The records below must be output exactly, without pictures.

*** Opening SUPPLIED DATA ***

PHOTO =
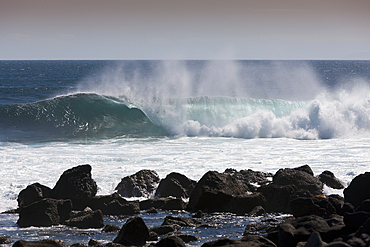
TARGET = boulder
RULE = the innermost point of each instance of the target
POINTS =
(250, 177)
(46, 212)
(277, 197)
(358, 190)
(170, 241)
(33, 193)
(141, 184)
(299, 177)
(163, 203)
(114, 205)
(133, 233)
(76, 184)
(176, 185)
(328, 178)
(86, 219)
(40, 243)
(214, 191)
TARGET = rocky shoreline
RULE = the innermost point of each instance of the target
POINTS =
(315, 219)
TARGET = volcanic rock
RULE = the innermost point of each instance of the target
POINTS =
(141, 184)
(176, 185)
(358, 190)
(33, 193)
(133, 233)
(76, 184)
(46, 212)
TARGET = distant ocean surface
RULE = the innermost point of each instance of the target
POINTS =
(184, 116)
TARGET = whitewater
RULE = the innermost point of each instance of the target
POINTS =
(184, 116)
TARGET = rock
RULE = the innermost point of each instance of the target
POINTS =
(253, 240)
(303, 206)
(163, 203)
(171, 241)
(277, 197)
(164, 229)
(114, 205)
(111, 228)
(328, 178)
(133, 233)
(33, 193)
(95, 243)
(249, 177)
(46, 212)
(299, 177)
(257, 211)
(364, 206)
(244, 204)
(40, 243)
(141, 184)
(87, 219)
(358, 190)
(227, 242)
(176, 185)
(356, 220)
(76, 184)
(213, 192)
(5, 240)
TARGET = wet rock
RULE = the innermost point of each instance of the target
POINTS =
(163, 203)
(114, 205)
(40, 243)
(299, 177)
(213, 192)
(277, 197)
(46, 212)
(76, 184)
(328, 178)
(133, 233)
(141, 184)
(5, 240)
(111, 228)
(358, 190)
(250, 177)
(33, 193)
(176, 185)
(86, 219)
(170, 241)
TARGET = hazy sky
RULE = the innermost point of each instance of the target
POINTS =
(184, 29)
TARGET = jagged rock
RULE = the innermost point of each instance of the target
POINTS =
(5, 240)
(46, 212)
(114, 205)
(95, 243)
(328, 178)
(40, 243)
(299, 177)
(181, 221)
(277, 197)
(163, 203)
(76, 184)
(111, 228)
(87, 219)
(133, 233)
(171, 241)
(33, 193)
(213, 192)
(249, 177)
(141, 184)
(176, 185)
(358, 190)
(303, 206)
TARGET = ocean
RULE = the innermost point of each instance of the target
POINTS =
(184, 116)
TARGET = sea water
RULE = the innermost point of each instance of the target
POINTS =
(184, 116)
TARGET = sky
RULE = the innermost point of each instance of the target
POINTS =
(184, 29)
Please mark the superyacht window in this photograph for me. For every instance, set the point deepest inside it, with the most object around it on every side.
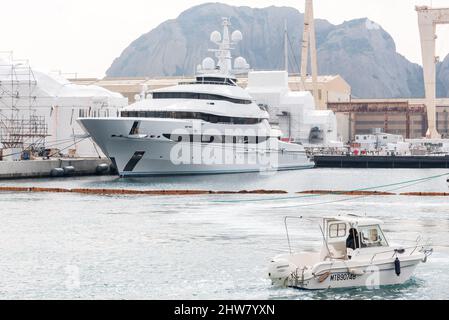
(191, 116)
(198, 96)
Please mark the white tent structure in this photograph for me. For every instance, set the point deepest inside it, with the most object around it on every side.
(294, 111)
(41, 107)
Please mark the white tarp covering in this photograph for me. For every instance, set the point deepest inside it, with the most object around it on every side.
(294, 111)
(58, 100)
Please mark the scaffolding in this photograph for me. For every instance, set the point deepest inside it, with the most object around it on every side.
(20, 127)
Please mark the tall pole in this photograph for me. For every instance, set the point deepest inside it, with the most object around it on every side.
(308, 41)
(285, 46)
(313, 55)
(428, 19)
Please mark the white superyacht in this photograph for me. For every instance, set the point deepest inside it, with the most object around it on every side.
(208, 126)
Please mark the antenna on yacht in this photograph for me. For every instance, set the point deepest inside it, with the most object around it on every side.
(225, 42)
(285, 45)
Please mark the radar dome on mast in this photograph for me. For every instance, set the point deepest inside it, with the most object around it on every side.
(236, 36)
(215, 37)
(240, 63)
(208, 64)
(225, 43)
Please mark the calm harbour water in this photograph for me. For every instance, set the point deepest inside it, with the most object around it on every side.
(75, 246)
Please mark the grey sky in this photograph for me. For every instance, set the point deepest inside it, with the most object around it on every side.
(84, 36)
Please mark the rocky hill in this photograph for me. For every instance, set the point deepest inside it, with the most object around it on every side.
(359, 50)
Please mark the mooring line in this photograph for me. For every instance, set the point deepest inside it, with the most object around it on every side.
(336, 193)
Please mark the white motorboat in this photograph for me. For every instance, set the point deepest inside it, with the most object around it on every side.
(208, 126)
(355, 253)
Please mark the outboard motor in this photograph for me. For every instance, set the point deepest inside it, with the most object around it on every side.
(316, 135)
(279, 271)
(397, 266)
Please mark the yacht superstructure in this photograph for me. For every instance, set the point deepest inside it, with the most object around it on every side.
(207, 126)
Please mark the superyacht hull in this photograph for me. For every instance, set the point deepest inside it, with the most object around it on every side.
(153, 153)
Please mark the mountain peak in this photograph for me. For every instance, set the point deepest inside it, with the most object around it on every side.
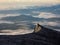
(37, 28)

*** Closing SUPPLIED DATA ***

SOLUTION:
PHOTO =
TARGET = boulder
RULE = the innermost point of each instance of the target
POINTS =
(250, 177)
(46, 212)
(277, 197)
(358, 190)
(170, 241)
(33, 193)
(141, 184)
(299, 177)
(163, 203)
(114, 205)
(133, 233)
(76, 184)
(176, 185)
(328, 178)
(86, 219)
(40, 243)
(214, 191)
TARGET = rocky shoreline
RULE = the innermost point of each instance of the target
POINTS =
(315, 219)
TARGET = volcanic rock
RULE = the innermost point of each instance of the target
POINTS =
(141, 184)
(176, 185)
(358, 190)
(33, 193)
(133, 233)
(76, 184)
(46, 212)
TARGET = distant ocean surface
RULE = the innermost point of each instance of the target
POINTS =
(184, 116)
TARGET = whitewater
RULE = the innermost point of each instance of the target
POINTS =
(184, 116)
TARGET = rock
RULE = the innermost point of each instance of the target
POINTS =
(253, 240)
(303, 206)
(163, 203)
(171, 241)
(277, 197)
(164, 229)
(114, 205)
(111, 228)
(328, 178)
(133, 233)
(33, 193)
(95, 243)
(249, 177)
(46, 212)
(299, 177)
(257, 211)
(364, 206)
(244, 204)
(40, 243)
(141, 184)
(87, 219)
(358, 190)
(227, 242)
(176, 185)
(356, 220)
(76, 184)
(213, 192)
(5, 240)
TARGET = wet rock
RULE = the innermost point of each instance of the target
POINTS =
(163, 203)
(114, 205)
(40, 243)
(299, 177)
(213, 192)
(277, 197)
(46, 212)
(76, 184)
(328, 178)
(133, 233)
(141, 184)
(5, 240)
(111, 228)
(358, 190)
(250, 177)
(33, 193)
(176, 185)
(86, 219)
(170, 241)
TARGET = hazy sky
RULE = the innermost point of each instance of the target
POINTS =
(184, 29)
TARGET = jagged rock
RULE = the innermost point of each instance of the target
POINTS =
(5, 240)
(46, 212)
(114, 205)
(95, 243)
(328, 178)
(40, 243)
(299, 177)
(181, 221)
(277, 197)
(163, 203)
(76, 184)
(111, 228)
(87, 219)
(133, 233)
(171, 241)
(33, 193)
(213, 192)
(249, 177)
(141, 184)
(176, 185)
(358, 190)
(303, 206)
TARGET = ocean
RULE = the innermost point of each instance of the target
POINTS =
(184, 116)
TARGET = sea water
RULE = the innermost point of each instance of the target
POINTS =
(184, 116)
TARGET = sky
RULE = the innermost point of each instance of the target
POINTS =
(184, 29)
Please mark the superyacht window in this photograph for me. For every instance, set the point deepest inside it, with the most object around it on every side.
(191, 116)
(198, 96)
Please mark the white tent structure in this photograph for me. For every instance, set the point deepest inside it, with the most object around it on every side.
(294, 111)
(41, 107)
Please mark the white tarp covering in this photograph for me. For every instance, set the point deepest inside it, with the most object around it on every side.
(294, 111)
(58, 100)
Please mark the scaffolding in this photograph for me. For every instance, set the point deepest inside it, with the most object around it on every side.
(20, 127)
Please mark the tall pole in this photograph for me. For every instance, set the point deepest inside it, with the most object around it on every side.
(308, 41)
(285, 46)
(313, 55)
(428, 19)
Please mark the white superyacht in this photograph for me. For every instance, set the point deepest inside it, with the most object around it on every side.
(208, 126)
Please mark the antenna on yacht in this photograph for me. For every instance, set the point deepest inside it, with the most object around it on every side.
(225, 42)
(285, 45)
Please mark the radar dome on mast in this photograph for me. For every instance, set the point deepest inside it, with the most object around it on every side.
(236, 36)
(215, 37)
(240, 63)
(208, 64)
(225, 43)
Please mark the calm harbour water in this photograph for me. For every instance, set the point deepest inside it, with the most object around it on every side.
(75, 246)
Please mark the grey sky in this photograph for me. For every instance, set the point deepest inside it, with the most object around it on every side.
(84, 36)
Please mark the rocky hill in this photograph for me. For every instance, set the point deepest inside it, with the most object around it on every side.
(359, 50)
Please mark the mooring line in this photograph for me. For every instance, set the point deepest inside it, with the most object around it on every side.
(336, 193)
Please mark the white motorboat in this photograph for me. For every instance, set the point deepest inside it, with the most object around it on every side.
(208, 126)
(355, 253)
Please mark the outboard motor in this photograph for me. For every instance, set the point deepest inside it, with the most object around it on every side.
(316, 135)
(279, 271)
(397, 266)
Please mark the yacht superstructure in this photograph for me. For every instance, set the point deepest inside it, with the most object around it on every side.
(207, 126)
Please mark the superyacht hull in this photograph for me. For every instance, set the point deepest inside it, with the most object around it on every side.
(153, 153)
Please mark the mountain peak in this photograph for me. For every instance, set the point deepest inside it, with the most object around it on every side.
(37, 28)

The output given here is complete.